SOURCE EXCERPT:
——————
# Plum: Anyone Use It?



## silverwolf636 (Nov 13, 2010)

I went out today to cut down my sister-n-law neighbors -apple- tree. Well, when I got there it was a plum tree. LOL. Anyhow, has anyone ever used plum? If so, what foods and how did they turn out?

Thanx gang,

--ray--

(0||||0)


----------



## eman (Nov 13, 2010)

Plum is great sweet wood for smoking . dry at least 6 months . i use sweet wood on pretty much everything but beef.


----------



## forluvofsmoke (Nov 13, 2010)

I've used plum on pork spares and yard birds...it's a great sweet smoke wood for those milder flavored meats. It would be good for pork loins, center-cut chops and shoulder steaks, as well.

Eric


----------



## silverwolf636 (Nov 14, 2010)

Thanx for the replies. It sounds as though I've made a good catch here. 

--ray--


----------



## ak1 (Nov 18, 2010)

I got a bunch from my brother in law. 

I find it similar to cherry.


Silverwolf636 said:


> Thanx for the replies. It sounds as though I've made a good catch here.
——————
ENTRIES SHOWN:
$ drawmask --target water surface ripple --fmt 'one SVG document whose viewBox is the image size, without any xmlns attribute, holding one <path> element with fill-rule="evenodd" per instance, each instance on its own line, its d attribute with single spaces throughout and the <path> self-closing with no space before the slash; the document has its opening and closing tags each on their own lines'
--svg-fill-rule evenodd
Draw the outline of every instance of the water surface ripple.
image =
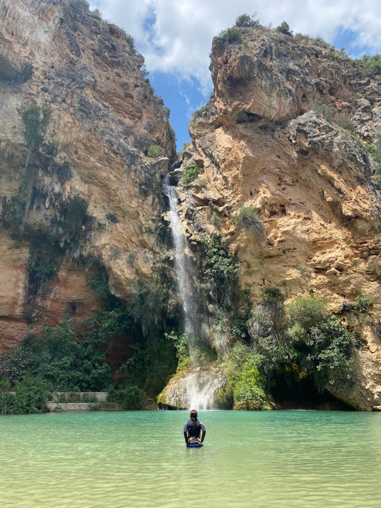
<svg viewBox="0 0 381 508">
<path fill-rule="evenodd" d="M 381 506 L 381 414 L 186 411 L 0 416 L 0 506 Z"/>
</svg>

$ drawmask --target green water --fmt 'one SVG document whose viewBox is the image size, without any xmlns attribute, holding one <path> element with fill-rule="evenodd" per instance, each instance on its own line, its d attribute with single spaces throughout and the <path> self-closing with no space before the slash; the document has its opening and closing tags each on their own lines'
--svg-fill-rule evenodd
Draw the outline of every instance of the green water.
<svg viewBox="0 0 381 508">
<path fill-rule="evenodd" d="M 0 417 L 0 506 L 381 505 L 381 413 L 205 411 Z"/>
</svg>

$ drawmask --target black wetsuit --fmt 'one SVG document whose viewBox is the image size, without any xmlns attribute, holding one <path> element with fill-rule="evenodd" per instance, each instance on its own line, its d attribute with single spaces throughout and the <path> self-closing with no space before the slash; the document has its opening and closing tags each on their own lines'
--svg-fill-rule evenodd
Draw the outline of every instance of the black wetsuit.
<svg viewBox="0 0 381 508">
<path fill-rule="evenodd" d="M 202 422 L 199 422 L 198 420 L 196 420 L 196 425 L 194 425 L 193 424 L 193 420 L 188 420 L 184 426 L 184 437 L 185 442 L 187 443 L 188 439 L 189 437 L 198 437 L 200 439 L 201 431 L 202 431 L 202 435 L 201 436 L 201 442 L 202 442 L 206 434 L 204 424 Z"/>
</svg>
——————
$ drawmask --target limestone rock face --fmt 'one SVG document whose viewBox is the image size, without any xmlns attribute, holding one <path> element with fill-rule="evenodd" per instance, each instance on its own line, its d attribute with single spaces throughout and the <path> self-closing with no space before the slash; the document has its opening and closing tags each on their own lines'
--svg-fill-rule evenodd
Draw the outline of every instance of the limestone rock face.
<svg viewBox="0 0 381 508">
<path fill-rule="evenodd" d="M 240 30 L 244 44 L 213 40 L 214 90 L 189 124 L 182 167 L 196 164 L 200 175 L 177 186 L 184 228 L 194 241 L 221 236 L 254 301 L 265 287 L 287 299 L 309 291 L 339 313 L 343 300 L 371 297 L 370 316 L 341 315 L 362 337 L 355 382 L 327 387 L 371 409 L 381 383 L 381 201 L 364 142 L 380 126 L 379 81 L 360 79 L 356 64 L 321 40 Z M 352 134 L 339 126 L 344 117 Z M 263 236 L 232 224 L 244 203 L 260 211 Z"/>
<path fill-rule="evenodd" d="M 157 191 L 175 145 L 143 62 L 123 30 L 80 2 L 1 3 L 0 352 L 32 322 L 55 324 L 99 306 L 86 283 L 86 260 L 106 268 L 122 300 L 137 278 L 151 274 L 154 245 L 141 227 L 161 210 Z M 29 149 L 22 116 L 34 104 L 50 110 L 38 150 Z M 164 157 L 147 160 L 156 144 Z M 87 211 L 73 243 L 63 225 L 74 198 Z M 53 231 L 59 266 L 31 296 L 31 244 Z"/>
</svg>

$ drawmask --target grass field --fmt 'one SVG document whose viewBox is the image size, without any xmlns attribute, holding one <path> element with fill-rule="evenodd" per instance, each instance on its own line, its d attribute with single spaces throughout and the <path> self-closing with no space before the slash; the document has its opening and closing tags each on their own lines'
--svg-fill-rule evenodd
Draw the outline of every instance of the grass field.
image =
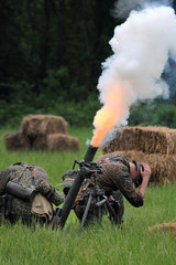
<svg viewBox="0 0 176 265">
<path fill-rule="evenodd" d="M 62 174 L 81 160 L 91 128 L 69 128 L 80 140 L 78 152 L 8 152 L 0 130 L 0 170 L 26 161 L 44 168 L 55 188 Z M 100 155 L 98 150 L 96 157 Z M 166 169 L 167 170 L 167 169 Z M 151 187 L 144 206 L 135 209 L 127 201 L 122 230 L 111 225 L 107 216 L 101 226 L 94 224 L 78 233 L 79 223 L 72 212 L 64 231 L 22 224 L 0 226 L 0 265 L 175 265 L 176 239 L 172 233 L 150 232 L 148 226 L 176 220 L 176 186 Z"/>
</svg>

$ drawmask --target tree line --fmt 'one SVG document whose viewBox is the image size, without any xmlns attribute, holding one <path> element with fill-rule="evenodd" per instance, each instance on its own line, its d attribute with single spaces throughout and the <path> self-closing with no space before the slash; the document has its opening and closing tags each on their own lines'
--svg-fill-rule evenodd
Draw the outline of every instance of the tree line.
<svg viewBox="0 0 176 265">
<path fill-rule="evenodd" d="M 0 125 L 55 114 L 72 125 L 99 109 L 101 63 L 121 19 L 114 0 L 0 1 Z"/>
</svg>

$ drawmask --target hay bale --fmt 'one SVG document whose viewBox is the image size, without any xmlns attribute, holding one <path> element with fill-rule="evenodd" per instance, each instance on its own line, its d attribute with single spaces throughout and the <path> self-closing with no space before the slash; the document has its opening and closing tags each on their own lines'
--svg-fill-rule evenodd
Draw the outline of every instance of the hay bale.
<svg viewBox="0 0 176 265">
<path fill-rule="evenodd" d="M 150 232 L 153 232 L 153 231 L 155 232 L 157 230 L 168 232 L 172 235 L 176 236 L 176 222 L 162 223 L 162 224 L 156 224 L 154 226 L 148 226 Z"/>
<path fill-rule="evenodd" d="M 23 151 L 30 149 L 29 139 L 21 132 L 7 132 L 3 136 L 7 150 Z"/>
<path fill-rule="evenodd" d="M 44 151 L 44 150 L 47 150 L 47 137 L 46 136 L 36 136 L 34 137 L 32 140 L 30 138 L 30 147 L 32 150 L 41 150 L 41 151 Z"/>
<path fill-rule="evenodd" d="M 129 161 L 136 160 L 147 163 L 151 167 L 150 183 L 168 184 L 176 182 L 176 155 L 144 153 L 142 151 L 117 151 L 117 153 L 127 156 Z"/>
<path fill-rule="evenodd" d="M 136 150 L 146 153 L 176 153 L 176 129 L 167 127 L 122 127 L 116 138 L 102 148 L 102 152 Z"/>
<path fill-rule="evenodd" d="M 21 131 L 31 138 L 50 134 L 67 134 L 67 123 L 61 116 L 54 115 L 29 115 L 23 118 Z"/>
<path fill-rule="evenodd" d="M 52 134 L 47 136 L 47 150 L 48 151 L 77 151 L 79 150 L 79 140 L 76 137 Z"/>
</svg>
——————
WHAT THE EXERCISE ASKS:
Write the next part of the forum thread about smoking with plum wood, picking up right after its last line.

ANSWER BELOW:
> 
> --ray--


----------



## tjohnson (Nov 19, 2010)

Plum is a very good wood to smoke with!.  Similar to Apple, but not a sweet as Peach.  I have a some in Sawdust form and it's  very nice.

Next time you cut down a tree, fill the oil reservoir with vegetable oil and you can use the chainsaw chips for smoking too.

ENJOY!

Good Score.


----------



## bigbill (Jan 8, 2011)

I have been using plum since last winter when an ice storm wrecked my plum tree. I have used it for pork butt, salmon and cheese. I have also taken limbs on my table saw to make saw dust for my cold smoker, that too has worked well for me.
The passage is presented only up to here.